------ Texto proporcionado ------

Creo que fue Paco Umbral. Decía que en la literatura no deberían existir personajes enfermos. O que la enfermedad no alcanza como argumento. O que nadie desea leer sobre las desventuras de un enfermo.
Algo así.
No estoy muy seguro acerca de la fuente ni del momento en que lo leí. Pero sí recuerdo que mientras lo leía, pensaba en Andrea, mi novia de cole, y en su fascinación por El paciente inglés. Y pensaba en los libros de Oliver Sacks que me enseñó Guillermo, mi amigo psiquiatra, cuando apenas empezábamos la U. Y pensaba, naturalmente, en Virginia Woolf y en su ensayo De la enfermedad.
Según entiendo, ese texto se publicó The Criterion, la revista que dirigía T.S. Elliot. Era 1926 y, probablemente, en Europa buena parte de los hombres estaban muertos o eran heridos de guerra. Woolf, que conocía bastante de quebrantos de salud, se mostraba sorprendida acerca del poco interés que había suscitado la enfermedad como tema literario.
Para ese momento, quizás, había unas pocas excepciones. Se me ocurre El pabellón número 6 de Chejov, La montaña mágica y por ahí alguno que otro relato de Gorki. Y estaban, cómo no, esos otros relatos sobre pestes y pandemias que hoy, con tantísima insistencia, nos recomiendan los suplementos culturales de periódicos y revistas: Defoe, Tucídides, Bocaccio...
En términos generales, sin embargo, los temas literarios seguían siendo más o menos los mismos: guerra, amor, celos, misterio y, de repente, algunas divagaciones fantásticas.
Ahora bien, es probable que Virginia Woolf no lo conociera... O quizás sí lo conocía y omitió referirse a él debido a una comprensible precaución. Lo cierto es que en 1919 se publicó un libro brutal. El diario de un naturalista inglés que fue diagnosticado con esclerosis. Diario de un hombre decepcionado de W. N. P. Barbellion: un libro que uno nunca le regalaría al compa hipocondríaco ni a la tía enfermiza.
Barbellion, seudónimo de Bruce Frederick Cummings, inició el dichoso diario cuando sumaba, si acaso, 13 años y lo acabó poco antes de morir a los 30 años. De su lectura se puede colegir un hecho, en sí mismo, fatídico: para vivir es indispensable olvidarnos de nosotros mismos, y la enfermedad o, mejor dicho, la amenaza de enfermedad, anula toda posibilidad de olvidarse de uno mismo.
Tal vez porque soy un masoquista. Tal vez porque estoy empeñado en tomar malas decisiones, al menos, una vez por semana. La cosa es que estos días de confinamiento estuve releyendo el libro de Barbellion y caí en cuenta de algo: con toda seguridad, el rasgo más doloroso del 2020 es la incapacidad de abstraernos de nuestra inminente degradación física.
Hoy somos, ante todo, carne subjetiva, materialidad, corporalidad. Pero no en un sentido de goce, sino en un sentido doliente, de riesgo: que tosiste, que te tosieron, que te tocaste la nariz, que olvidaste lavarte las manos, que te rascaste los ojos.

------ Material proporcionado ------

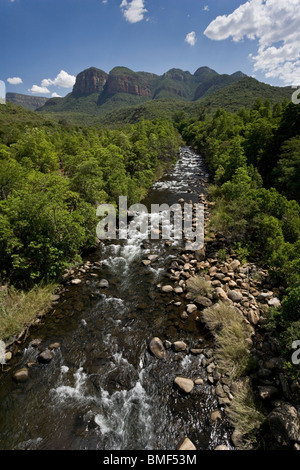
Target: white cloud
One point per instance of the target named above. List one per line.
(134, 10)
(15, 80)
(191, 38)
(63, 80)
(40, 90)
(275, 24)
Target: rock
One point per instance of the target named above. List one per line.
(45, 356)
(223, 401)
(203, 301)
(220, 392)
(183, 384)
(54, 346)
(35, 343)
(157, 348)
(284, 423)
(153, 258)
(167, 289)
(178, 290)
(253, 317)
(196, 351)
(8, 356)
(179, 346)
(146, 262)
(275, 302)
(274, 363)
(21, 375)
(235, 295)
(267, 392)
(91, 80)
(191, 308)
(103, 284)
(234, 265)
(220, 294)
(215, 415)
(198, 381)
(237, 439)
(200, 254)
(186, 444)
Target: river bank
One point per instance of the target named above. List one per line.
(95, 351)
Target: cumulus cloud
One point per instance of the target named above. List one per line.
(63, 80)
(275, 24)
(134, 10)
(191, 38)
(40, 90)
(15, 80)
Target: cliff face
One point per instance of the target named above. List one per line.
(90, 81)
(27, 101)
(95, 91)
(124, 84)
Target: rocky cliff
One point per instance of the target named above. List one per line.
(90, 81)
(27, 101)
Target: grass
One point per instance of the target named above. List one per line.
(19, 309)
(231, 333)
(197, 285)
(245, 415)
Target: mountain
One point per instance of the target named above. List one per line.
(123, 92)
(27, 101)
(96, 92)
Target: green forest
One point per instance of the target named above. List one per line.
(54, 173)
(253, 156)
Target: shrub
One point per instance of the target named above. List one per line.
(197, 285)
(18, 309)
(232, 334)
(245, 415)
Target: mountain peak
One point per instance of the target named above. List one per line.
(91, 80)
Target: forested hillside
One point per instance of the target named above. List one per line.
(52, 177)
(254, 161)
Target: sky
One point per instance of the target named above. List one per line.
(45, 43)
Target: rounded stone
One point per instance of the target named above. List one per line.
(183, 384)
(21, 375)
(157, 348)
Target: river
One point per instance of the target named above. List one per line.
(103, 389)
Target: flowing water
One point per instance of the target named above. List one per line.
(103, 389)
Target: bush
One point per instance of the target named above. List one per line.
(232, 334)
(291, 306)
(197, 285)
(245, 415)
(18, 309)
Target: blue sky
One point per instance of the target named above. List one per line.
(46, 43)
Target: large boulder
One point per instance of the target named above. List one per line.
(157, 348)
(235, 295)
(183, 384)
(45, 356)
(284, 423)
(21, 375)
(186, 444)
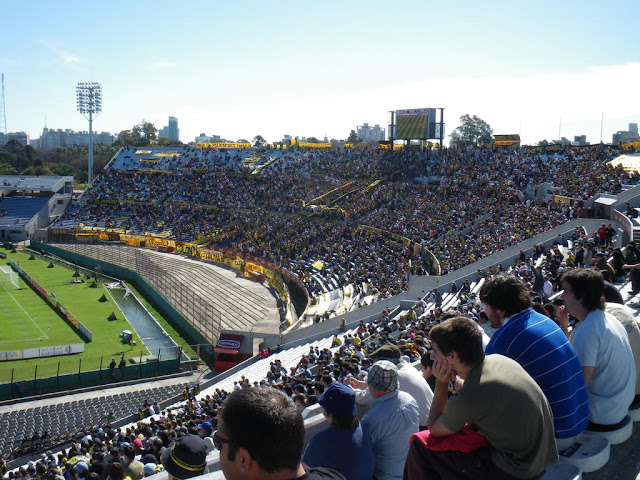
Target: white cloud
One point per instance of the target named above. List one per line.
(161, 65)
(60, 52)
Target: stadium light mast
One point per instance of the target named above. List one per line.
(89, 97)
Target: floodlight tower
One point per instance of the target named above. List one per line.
(89, 96)
(3, 112)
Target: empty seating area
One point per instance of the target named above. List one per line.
(72, 418)
(18, 210)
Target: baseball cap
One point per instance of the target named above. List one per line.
(339, 399)
(149, 468)
(206, 426)
(383, 376)
(388, 350)
(186, 458)
(81, 467)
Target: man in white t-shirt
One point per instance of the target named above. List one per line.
(602, 346)
(409, 380)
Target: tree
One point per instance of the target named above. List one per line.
(472, 132)
(259, 141)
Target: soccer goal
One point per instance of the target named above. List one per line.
(10, 279)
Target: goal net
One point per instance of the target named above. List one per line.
(9, 278)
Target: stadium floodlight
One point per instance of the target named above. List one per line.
(89, 98)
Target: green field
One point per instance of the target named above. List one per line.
(28, 321)
(411, 126)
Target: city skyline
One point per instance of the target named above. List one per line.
(238, 70)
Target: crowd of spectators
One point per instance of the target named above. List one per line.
(310, 206)
(349, 356)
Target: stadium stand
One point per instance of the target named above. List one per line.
(470, 213)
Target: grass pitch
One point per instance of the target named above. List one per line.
(28, 321)
(411, 126)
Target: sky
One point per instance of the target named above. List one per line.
(243, 68)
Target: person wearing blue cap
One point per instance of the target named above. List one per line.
(343, 446)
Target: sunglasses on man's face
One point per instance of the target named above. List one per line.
(217, 441)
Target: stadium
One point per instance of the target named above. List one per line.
(246, 262)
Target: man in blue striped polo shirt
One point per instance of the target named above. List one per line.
(540, 346)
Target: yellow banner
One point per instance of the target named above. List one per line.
(254, 267)
(314, 145)
(224, 145)
(167, 154)
(562, 200)
(386, 146)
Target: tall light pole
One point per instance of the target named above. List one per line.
(89, 96)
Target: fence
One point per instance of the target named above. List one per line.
(55, 374)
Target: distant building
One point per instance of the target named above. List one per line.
(367, 133)
(68, 138)
(626, 136)
(22, 137)
(171, 131)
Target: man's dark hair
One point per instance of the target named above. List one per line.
(268, 424)
(425, 360)
(129, 452)
(461, 335)
(507, 293)
(587, 285)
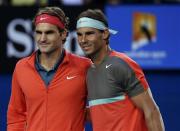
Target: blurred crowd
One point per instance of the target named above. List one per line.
(81, 2)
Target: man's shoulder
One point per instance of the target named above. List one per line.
(79, 59)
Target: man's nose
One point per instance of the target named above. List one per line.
(43, 37)
(84, 39)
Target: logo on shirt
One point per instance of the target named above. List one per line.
(70, 77)
(107, 66)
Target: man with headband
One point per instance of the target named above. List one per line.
(119, 96)
(49, 87)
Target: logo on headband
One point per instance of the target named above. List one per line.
(43, 18)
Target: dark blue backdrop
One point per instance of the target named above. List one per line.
(164, 86)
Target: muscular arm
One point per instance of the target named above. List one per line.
(16, 114)
(153, 118)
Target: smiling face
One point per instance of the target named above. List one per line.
(48, 38)
(91, 40)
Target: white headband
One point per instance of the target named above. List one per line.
(88, 22)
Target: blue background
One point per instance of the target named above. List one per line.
(167, 28)
(164, 83)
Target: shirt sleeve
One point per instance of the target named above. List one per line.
(16, 114)
(130, 77)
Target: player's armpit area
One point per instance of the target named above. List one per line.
(153, 117)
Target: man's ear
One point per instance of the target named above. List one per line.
(64, 34)
(106, 34)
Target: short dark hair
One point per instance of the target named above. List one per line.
(96, 14)
(54, 11)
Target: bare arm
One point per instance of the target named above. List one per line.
(88, 117)
(153, 118)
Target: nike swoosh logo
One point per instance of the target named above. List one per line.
(43, 18)
(70, 77)
(107, 66)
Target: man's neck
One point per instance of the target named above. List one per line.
(48, 61)
(99, 57)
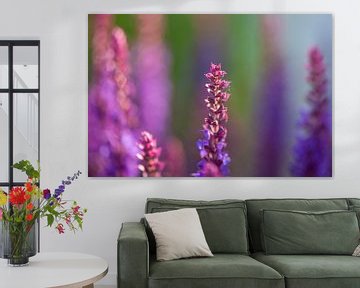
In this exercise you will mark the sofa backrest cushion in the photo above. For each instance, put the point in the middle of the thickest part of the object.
(298, 232)
(256, 205)
(223, 221)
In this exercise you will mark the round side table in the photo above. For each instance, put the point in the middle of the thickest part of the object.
(50, 270)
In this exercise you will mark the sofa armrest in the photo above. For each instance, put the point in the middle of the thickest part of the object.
(133, 256)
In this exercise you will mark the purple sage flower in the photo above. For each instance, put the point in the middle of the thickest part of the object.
(213, 143)
(113, 114)
(61, 188)
(46, 194)
(313, 149)
(149, 154)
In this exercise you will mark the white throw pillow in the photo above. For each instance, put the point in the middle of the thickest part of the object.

------

### Consigna
Según el texto sobre la enfermedad en la literatura, ¿cuál era el nombre real de W. N. P. Barbellion? Responda con el nombre, por favor.

### Resultado
Bruce Frederick Cummings.